Give back the whole listing exactly as written, leaving out each picture.
▽
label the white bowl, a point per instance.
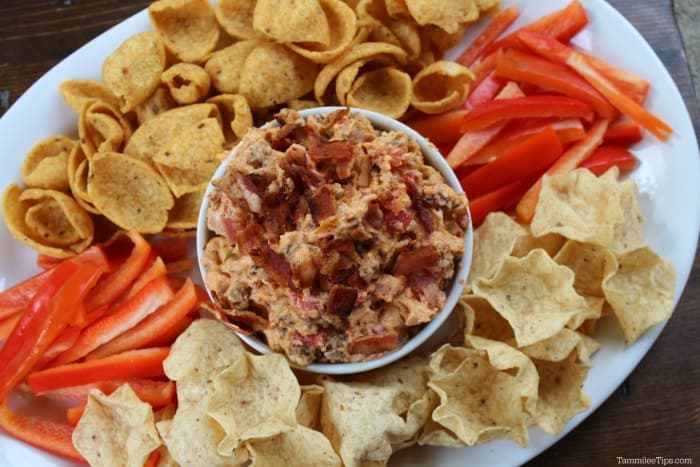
(433, 158)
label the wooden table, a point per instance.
(656, 412)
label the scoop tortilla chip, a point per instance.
△
| Written solution |
label the white bowl, a point per instance.
(433, 158)
label the wooden table, a point per instance.
(656, 412)
label the scoop tortilla chip, a point per instance.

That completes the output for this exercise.